**Work to do**
Transcribe each line exactly.

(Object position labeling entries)
§
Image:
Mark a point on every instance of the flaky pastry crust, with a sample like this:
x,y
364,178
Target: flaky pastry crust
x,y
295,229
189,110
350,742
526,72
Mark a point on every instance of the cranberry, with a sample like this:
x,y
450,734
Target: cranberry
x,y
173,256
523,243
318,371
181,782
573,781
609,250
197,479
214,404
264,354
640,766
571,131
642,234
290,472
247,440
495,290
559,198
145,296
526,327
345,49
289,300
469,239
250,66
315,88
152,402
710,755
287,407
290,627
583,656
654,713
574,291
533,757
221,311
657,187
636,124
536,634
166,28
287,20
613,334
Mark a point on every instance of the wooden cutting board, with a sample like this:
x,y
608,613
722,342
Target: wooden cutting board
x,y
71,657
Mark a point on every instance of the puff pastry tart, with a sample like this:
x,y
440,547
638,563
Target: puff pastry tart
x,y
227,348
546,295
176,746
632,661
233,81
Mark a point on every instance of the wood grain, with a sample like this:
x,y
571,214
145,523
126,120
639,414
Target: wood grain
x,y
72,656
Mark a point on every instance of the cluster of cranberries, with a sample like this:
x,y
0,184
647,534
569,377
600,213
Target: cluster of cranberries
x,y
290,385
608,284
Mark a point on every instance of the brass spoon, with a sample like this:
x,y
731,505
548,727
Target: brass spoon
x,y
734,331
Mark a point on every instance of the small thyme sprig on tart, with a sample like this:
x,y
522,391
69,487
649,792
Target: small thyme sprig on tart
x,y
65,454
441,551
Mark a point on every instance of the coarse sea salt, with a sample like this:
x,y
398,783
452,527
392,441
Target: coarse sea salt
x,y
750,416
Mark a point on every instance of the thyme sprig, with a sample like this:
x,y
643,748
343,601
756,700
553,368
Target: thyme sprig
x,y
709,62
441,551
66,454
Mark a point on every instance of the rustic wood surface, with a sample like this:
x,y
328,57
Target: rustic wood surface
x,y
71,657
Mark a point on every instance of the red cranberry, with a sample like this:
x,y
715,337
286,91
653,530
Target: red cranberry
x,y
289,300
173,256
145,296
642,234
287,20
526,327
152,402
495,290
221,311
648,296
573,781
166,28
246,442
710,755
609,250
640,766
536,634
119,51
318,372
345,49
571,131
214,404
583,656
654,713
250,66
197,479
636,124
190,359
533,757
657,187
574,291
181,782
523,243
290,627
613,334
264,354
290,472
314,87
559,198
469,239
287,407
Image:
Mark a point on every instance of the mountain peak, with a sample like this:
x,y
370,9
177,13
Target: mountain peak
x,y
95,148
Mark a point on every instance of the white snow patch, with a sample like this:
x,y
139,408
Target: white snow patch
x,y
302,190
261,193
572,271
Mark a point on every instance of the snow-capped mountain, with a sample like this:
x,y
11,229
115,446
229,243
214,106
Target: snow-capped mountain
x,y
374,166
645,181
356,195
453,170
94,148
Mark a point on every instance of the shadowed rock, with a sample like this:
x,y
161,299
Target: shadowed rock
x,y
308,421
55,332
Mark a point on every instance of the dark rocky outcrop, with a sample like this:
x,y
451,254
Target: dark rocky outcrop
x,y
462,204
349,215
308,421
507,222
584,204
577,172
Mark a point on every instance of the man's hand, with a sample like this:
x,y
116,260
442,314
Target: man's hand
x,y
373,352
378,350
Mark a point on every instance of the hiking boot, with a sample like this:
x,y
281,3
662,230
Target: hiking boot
§
**Solution to the problem**
Image:
Mark a point on every instance of the flaky pastry crust, with a sample like this:
x,y
364,178
Target: flaky pastry crust
x,y
295,229
189,110
350,742
526,72
Mark a point on every instance of the cranberry, with a sample like this:
x,y
450,734
Target: cranberry
x,y
173,256
523,243
318,371
181,782
573,781
609,250
197,479
214,404
264,354
640,766
571,131
642,234
290,472
247,440
495,290
559,198
145,296
526,327
345,49
289,300
469,239
250,66
315,88
152,402
710,755
287,407
290,627
583,656
654,713
574,291
533,757
221,311
657,187
636,124
536,634
166,28
287,20
613,334
Mark a point on every instance of the wooden cutting board, with a sample like this:
x,y
608,613
722,342
Target: wooden cutting board
x,y
71,657
Mark a point on every instance of the puff pastry tart, with a sample like this:
x,y
440,547
638,563
Target: puff pastry tart
x,y
227,348
546,295
176,746
632,661
233,81
Mark a point on every instance of the wood grain, with a sample like this:
x,y
571,214
145,523
126,120
639,414
Target: wood grain
x,y
72,656
Mark a point on every instance of the cluster of cranberries, with a sample like this:
x,y
0,184
647,534
569,377
600,213
Target: cluster of cranberries
x,y
290,385
608,284
Mark a point on every instance of the brass spoon, with a sample like this:
x,y
731,505
548,727
Target: brass spoon
x,y
734,331
Mark a point on every instance of the small thyme sprig on tart, with a sample like this:
x,y
522,391
69,487
649,792
Target: small thyme sprig on tart
x,y
65,454
441,551
Mark a point on every instance of the coarse sea salt, with a sample like this:
x,y
398,783
452,527
392,441
Target: coarse sea salt
x,y
750,416
Mark a point on every instance of the thyme sprig, with a sample like this:
x,y
643,748
343,601
756,700
553,368
Target: thyme sprig
x,y
709,62
441,551
66,454
Mark a point on every instance of the rustic wood surface, with a sample like this:
x,y
328,57
Target: rustic wood surface
x,y
71,657
Mark a point on every instance of the red cranberry, with a sample like this:
x,y
715,337
286,91
653,530
Target: red cranberry
x,y
289,300
173,256
145,296
642,234
287,20
526,327
152,402
495,290
221,311
648,296
573,781
166,28
246,442
710,755
609,250
640,766
536,634
119,51
318,372
345,49
571,131
214,404
583,656
654,713
250,66
197,479
636,124
190,359
533,757
657,187
574,291
181,782
523,243
290,627
613,334
264,354
290,472
314,87
559,198
469,239
287,407
Image:
Mark a point on every instance of the mountain peak, with a sample like this:
x,y
370,9
177,13
Target: mountain peak
x,y
95,148
Mark a point on every instance of the white snow patch, with a sample like this:
x,y
139,408
Target: white snow patch
x,y
302,190
261,193
572,271
Mark a point on every instance of the snow-capped mountain, with a sample like this:
x,y
11,229
115,446
229,243
214,106
Target: snow-capped mountain
x,y
374,166
645,181
356,195
453,170
94,148
Mark a point on every instance of the shadowed rock, with a sample like this:
x,y
161,299
Target: shadowed rock
x,y
308,421
55,332
Mark a point on every instance of the dark rocky outcrop, with a sample like this:
x,y
451,254
Target: dark rocky outcrop
x,y
462,204
349,215
308,421
507,222
584,204
577,172
Mark a point on every instance of the man's hand, with a sample like this:
x,y
116,260
442,314
Target: man's hand
x,y
373,352
378,350
Mark a point on every instance of the hiking boot, with a sample like this:
x,y
281,3
662,230
Target: hiking boot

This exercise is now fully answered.